» **本文**:

結論 本件審判の請求は、成り立たない。 
理由 1.手続の経緯
本願は、平成10年3月3日に出願した特願平10-93810号であって、平成17年2月24日付けで手続補正がなされ、平成20年7月3日付けで拒絶査定がなされ、これに対し、同年10月10日に拒絶査定に対する審判請求がなされるとともに、同日付けで手続補正がなされ、その後当審において、平成22年4月14日付けで審尋がなされ、同年7月13日に回答書が提出されたものである。

2.平成20年10月10日付けの手続補正(以下「本件補正」という。)について
[補正の却下の決定の結論]
平成20年10月10日付けの手続補正を却下する。

[理由]
(1)本件補正の内容
本件補正は、特許請求の範囲を補正するものであって、補正後の特許請求の範囲の請求項1?14(以下「補正後請求項1」?「補正後請求項14」という。)は以下のとおりである。

「【請求項1】データを記憶するための装置であって、
メモリの複数のワードを有するメモリアレイを有し、各ワードは、メモリの複数のビットを有し、メモリの各ビットは、不揮発性電荷蓄積メモリセルを有しており、
前記メモリの複数のワードにおける個々のワードにアドレスするアドレッシングメカニズムを有し、前記アドレッシングメカニズムは、アドレスされたワードを特定し、
複数の列ラインを有し、その各々は、前記メモリアレイから複数の不揮発性電荷蓄積メモリセルに結合され、
データを前記メモリアレイへ、及び前記メモリアレイから伝送するために、複数のデータビットラインを有するデータバスを有し、前記複数のデータビットラインの各々は、前記複数の列ラインから複数の列ラインへ結合されており、更に
前記メモリのアドレスされたワードをプログラムし、及び再プログラムするために、プログラミング電圧を前記メモリのアドレスされたワードに与える、前記メモリアレイに結合されたプログラミング電源回路、
前記メモリのアドレスされたワードのプログラミングを個別に検証し、且つ前記アドレスワード内で、前記メモリの複数のビットの各々のプログラミングを個別に検証して、プログラムするのに失敗したビットのセットを決定する、前記メモリアレイに結合されたプログラム検証ロジック、及び
前記メモリのアドレスされたワードをプログラムし、且つプログラムするのに失敗した前記ビットのセットのみを再プログラムするように、前記プログラミング電源回路を制御する、前記プログラミング電源回路および前記プログム検証ロジックに結合された制御回路、
を有し、
前記制御回路は、更に、前記アドレスされたワード内のそれぞれのビットに対応する複数のビットプログラムフラッグを有し、及び
前記プログラム検証ロジックは、前記アドレスされたワード内でプログラムするのに失敗した前記ビットのセットを示すために、前記複数のビットプログラムフラッグに結合され、制御することを特徴とするデータを記憶するための装置。

» **提供データ**:

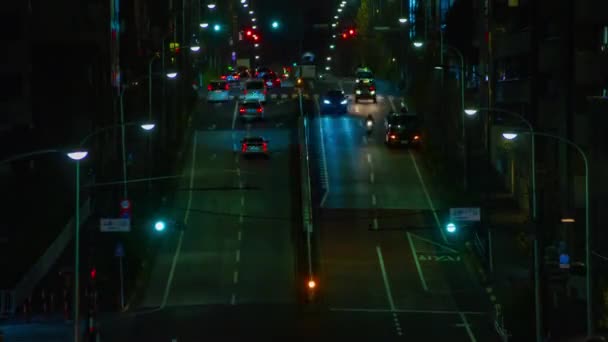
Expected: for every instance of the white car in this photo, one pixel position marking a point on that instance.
(254, 90)
(218, 91)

» **課題指示**:
上記の本文を、一字一句変えずに全文書き写してください。

» **課題回答**:
結論 本件審判の請求は、成り立たない。 
理由 1.手続の経緯
本願は、平成10年3月3日に出願した特願平10-93810号であって、平成17年2月24日付けで手続補正がなされ、平成20年7月3日付けで拒絶査定がなされ、これに対し、同年10月10日に拒絶査定に対する審判請求がなされるとともに、同日付けで手続補正がなされ、その後当審において、平成22年4月14日付けで審尋がなされ、同年7月13日に回答書が提出されたものである。

2.平成20年10月10日付けの手続補正(以下「本件補正」という。)について
[補正の却下の決定の結論]
平成20年10月10日付けの手続補正を却下する。

[理由]
(1)本件補正の内容
本件補正は、特許請求の範囲を補正するものであって、補正後の特許請求の範囲の請求項1?14(以下「補正後請求項1」?「補正後請求項14」という。)は以下のとおりである。

「【請求項1】データを記憶するための装置であって、
メモリの複数のワードを有するメモリアレイを有し、各ワードは、メモリの複数のビットを有し、メモリの各ビットは、不揮発性電荷蓄積メモリセルを有しており、
前記メモリの複数のワードにおける個々のワードにアドレスするアドレッシングメカニズムを有し、前記アドレッシングメカニズムは、アドレスされたワードを特定し、
複数の列ラインを有し、その各々は、前記メモリアレイから複数の不揮発性電荷蓄積メモリセルに結合され、
データを前記メモリアレイへ、及び前記メモリアレイから伝送するために、複数のデータビットラインを有するデータバスを有し、前記複数のデータビットラインの各々は、前記複数の列ラインから複数の列ラインへ結合されており、更に
前記メモリのアドレスされたワードをプログラムし、及び再プログラムするために、プログラミング電圧を前記メモリのアドレスされたワードに与える、前記メモリアレイに結合されたプログラミング電源回路、
前記メモリのアドレスされたワードのプログラミングを個別に検証し、且つ前記アドレスワード内で、前記メモリの複数のビットの各々のプログラミングを個別に検証して、プログラムするのに失敗したビットのセットを決定する、前記メモリアレイに結合されたプログラム検証ロジック、及び
前記メモリのアドレスされたワードをプログラムし、且つプログラムするのに失敗した前記ビットのセットのみを再プログラムするように、前記プログラミング電源回路を制御する、前記プログラミング電源回路および前記プログム検証ロジックに結合された制御回路、
を有し、
前記制御回路は、更に、前記アドレスされたワード内のそれぞれのビットに対応する複数のビットプログラムフラッグを有し、及び
前記プログラム検証ロジックは、前記アドレスされたワード内でプログラムするのに失敗した前記ビットのセットを示すために、前記複数のビットプログラムフラッグに結合され、制御することを特徴とするデータを記憶するための装置。